• Aim: Revise the items below so that every "Reviewer note" becomes "Auditor note", and leave everything else unchanged.
####################
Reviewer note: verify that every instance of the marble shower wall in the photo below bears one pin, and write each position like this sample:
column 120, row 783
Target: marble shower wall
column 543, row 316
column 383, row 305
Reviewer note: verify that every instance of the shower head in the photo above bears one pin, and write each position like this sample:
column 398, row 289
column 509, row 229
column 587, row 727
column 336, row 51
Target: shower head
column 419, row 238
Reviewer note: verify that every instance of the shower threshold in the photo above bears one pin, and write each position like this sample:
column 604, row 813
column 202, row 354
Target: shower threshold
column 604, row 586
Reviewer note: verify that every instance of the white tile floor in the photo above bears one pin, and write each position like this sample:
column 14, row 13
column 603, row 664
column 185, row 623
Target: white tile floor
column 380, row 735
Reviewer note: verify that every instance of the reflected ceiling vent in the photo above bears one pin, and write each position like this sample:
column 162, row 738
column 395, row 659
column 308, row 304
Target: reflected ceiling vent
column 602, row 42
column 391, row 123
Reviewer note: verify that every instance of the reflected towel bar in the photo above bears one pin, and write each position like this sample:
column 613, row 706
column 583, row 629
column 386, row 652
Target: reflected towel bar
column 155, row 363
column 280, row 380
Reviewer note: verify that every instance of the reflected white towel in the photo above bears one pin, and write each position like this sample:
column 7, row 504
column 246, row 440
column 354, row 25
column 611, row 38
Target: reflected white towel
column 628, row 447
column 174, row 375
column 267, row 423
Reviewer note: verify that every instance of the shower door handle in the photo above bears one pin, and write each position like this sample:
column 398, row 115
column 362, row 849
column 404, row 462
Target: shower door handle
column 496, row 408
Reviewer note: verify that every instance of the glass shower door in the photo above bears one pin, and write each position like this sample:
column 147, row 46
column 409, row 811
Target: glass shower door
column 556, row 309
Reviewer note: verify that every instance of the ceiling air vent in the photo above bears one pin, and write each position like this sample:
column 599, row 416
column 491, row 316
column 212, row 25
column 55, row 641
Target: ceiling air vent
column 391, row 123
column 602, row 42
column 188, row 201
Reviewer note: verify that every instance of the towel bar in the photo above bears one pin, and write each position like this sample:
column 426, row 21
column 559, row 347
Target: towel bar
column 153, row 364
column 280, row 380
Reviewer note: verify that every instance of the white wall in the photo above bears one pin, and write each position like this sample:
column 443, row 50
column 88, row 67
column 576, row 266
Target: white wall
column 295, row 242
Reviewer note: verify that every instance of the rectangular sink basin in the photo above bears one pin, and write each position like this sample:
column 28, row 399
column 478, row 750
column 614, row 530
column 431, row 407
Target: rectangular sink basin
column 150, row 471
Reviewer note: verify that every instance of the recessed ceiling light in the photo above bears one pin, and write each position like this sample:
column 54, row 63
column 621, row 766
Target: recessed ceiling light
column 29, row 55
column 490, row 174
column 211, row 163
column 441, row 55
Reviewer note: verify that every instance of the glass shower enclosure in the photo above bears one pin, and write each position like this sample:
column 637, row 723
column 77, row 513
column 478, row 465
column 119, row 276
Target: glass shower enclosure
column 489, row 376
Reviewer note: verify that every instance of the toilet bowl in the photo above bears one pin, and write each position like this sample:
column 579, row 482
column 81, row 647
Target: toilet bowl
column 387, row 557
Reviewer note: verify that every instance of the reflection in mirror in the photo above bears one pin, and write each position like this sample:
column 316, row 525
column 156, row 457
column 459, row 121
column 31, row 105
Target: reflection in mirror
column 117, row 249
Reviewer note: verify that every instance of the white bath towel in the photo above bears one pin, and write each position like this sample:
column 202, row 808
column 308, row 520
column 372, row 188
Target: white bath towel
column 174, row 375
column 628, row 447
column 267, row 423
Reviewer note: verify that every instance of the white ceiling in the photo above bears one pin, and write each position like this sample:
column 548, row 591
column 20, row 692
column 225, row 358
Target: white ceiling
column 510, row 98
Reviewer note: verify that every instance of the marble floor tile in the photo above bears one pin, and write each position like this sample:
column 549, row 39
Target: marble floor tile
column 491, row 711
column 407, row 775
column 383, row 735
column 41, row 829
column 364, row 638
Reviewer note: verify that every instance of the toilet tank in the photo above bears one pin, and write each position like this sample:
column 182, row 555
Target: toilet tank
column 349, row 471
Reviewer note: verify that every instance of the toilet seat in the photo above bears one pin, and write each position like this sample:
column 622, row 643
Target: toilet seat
####################
• Complete output:
Auditor note: verify that every instance of the marble shower wall in the photo below bears one pin, and write each position like this sample:
column 120, row 783
Target: marble shower wall
column 543, row 316
column 383, row 305
Auditor note: verify that every instance of the shower head in the photo above bears one pin, and write each position like this sample:
column 398, row 289
column 509, row 229
column 587, row 727
column 336, row 51
Target: shower head
column 419, row 238
Auditor note: verify that every instance of the shower threshold in the photo above bears one pin, and write each position like this sample:
column 604, row 813
column 202, row 354
Target: shower threshold
column 604, row 586
Auditor note: verify that every instance of the white tile floor in the photo above bears one pin, and write each position like this sample:
column 14, row 13
column 603, row 664
column 185, row 623
Target: white tile floor
column 380, row 735
Auditor note: verify that every instance of the reflected ceiling vent in the photo above bears one pin, and write each position like this sample:
column 162, row 738
column 395, row 659
column 308, row 304
Target: reflected ceiling vent
column 602, row 42
column 391, row 123
Auditor note: verify that every instance of the reflected towel bar in the photo above bears one pin, and write each position like this sample:
column 613, row 706
column 583, row 629
column 386, row 652
Target: reflected towel bar
column 155, row 363
column 280, row 380
Auditor note: verify that every instance of the reflected white towel in the photo above bears one pin, and write each position like this sample:
column 7, row 504
column 246, row 440
column 354, row 25
column 611, row 38
Target: reflected white towel
column 628, row 447
column 174, row 375
column 267, row 423
Auditor note: verify that every instance of the shower door handle in the photo above bears one pin, and write each position like this sample:
column 398, row 115
column 362, row 849
column 404, row 462
Target: shower door handle
column 496, row 408
Auditor note: verify that every instance of the glass shower door in the photo above bears one pin, and write each position like this sample:
column 147, row 46
column 409, row 811
Target: glass shower door
column 556, row 309
Auditor note: verify that every instance of the ceiling air vent in the photo above bears one pin, and write each position like this sample:
column 599, row 416
column 491, row 316
column 212, row 25
column 55, row 641
Target: ceiling air vent
column 391, row 123
column 602, row 42
column 188, row 201
Auditor note: verify that every instance of the towel bar in the photo above bears one pin, and write each position like this sample:
column 426, row 21
column 559, row 347
Target: towel bar
column 153, row 364
column 280, row 380
Auditor note: verify that every instance of the white wall in the photo above bears one pin, and write each position like this sample:
column 443, row 50
column 88, row 67
column 576, row 266
Target: white wall
column 295, row 242
Auditor note: verify that every instance of the rectangular sink basin in the photo above bears one pin, and write each position like this sample:
column 28, row 399
column 478, row 750
column 614, row 530
column 431, row 407
Target: rectangular sink basin
column 150, row 471
Auditor note: verify that every instance of the recessed ceiling light in the photo above bears one pin, and write each position like this sample:
column 54, row 63
column 621, row 766
Target: recessed ceiling light
column 29, row 55
column 490, row 174
column 211, row 163
column 441, row 55
Auditor note: verify that every instance of the glass shower enclosure in the photo above bears one pin, and write each position like this sample:
column 637, row 723
column 77, row 513
column 478, row 465
column 119, row 276
Target: glass shower enclosure
column 489, row 376
Auditor note: verify that every instance of the toilet bowl in the photo above bears one pin, and write each position like this sample:
column 579, row 482
column 81, row 647
Target: toilet bowl
column 387, row 557
Auditor note: verify that every instance of the reflection in mirror in the photo above bears one pin, and write each position like this sample:
column 316, row 525
column 156, row 457
column 459, row 121
column 31, row 105
Target: reflection in mirror
column 117, row 249
Auditor note: verify that every instance of the white bath towel in the photo above bears one pin, and write each position like this sample:
column 202, row 808
column 308, row 520
column 372, row 188
Target: white bath towel
column 174, row 375
column 628, row 447
column 267, row 423
Auditor note: verify that every instance of the white ceiling in the photo above bears one pin, and write each position like this sample:
column 548, row 591
column 20, row 692
column 225, row 358
Target: white ceiling
column 510, row 98
Auditor note: verify that every instance of the marble floor tile in the photo above bears one pin, and write each position like this sample:
column 549, row 39
Target: marble floor tile
column 491, row 711
column 407, row 775
column 383, row 735
column 41, row 829
column 364, row 638
Auditor note: verify that every instance of the toilet tank in the photo above bears one pin, and write each position like this sample:
column 182, row 555
Target: toilet tank
column 349, row 471
Auditor note: verify that every instance of the toilet seat in the photo above bears one pin, and write each position like this sample:
column 622, row 643
Target: toilet seat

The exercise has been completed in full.